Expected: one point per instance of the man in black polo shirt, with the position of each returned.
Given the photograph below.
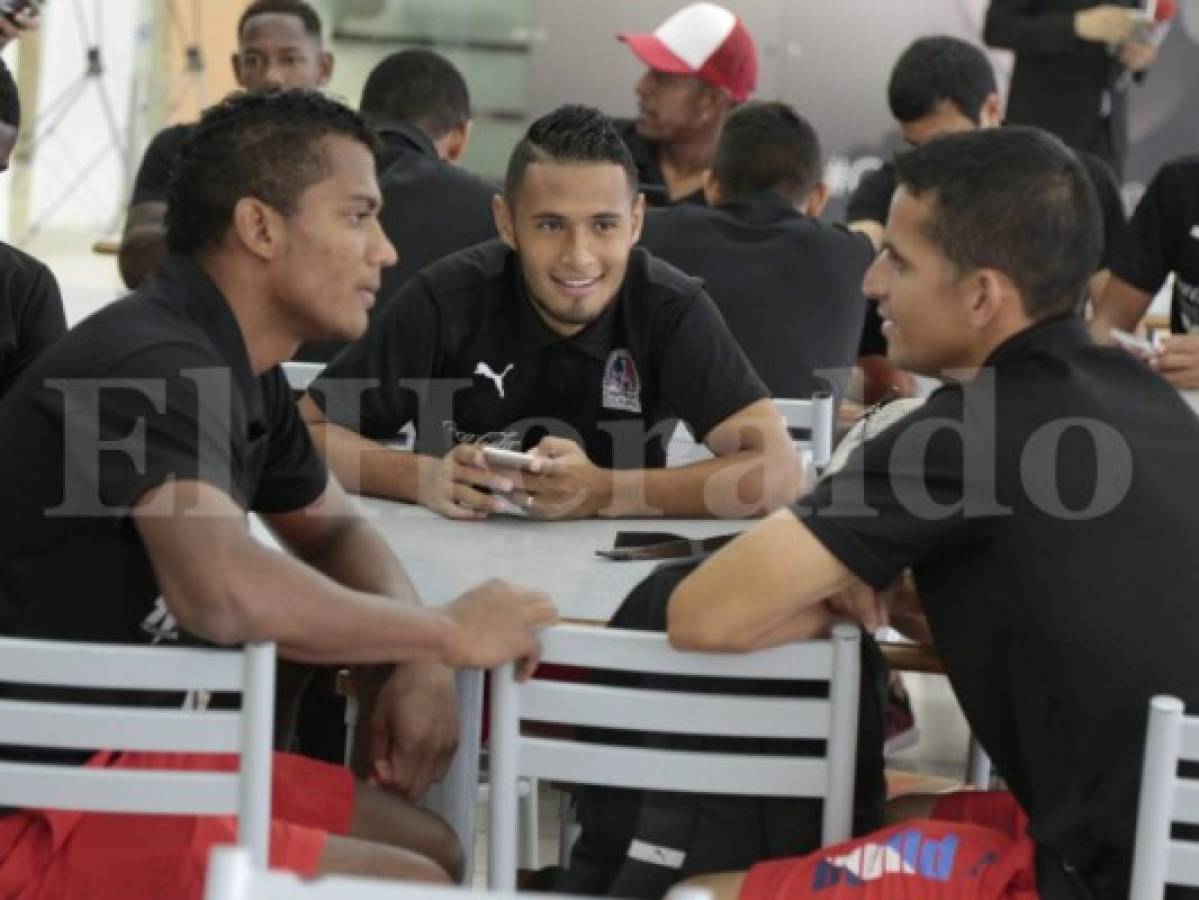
(788, 285)
(700, 62)
(983, 511)
(1162, 239)
(31, 315)
(559, 338)
(278, 47)
(941, 85)
(133, 450)
(419, 106)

__TO DO__. Give every entry above again, exactly, and keep all pictures out of it.

__SOLUTION TO THE PROBLEM__.
Expected: one point per instance of the man in black polo shirt, with the position of each returned.
Given the photograph below.
(788, 285)
(700, 62)
(983, 511)
(1162, 239)
(31, 315)
(559, 338)
(278, 47)
(941, 85)
(133, 450)
(419, 106)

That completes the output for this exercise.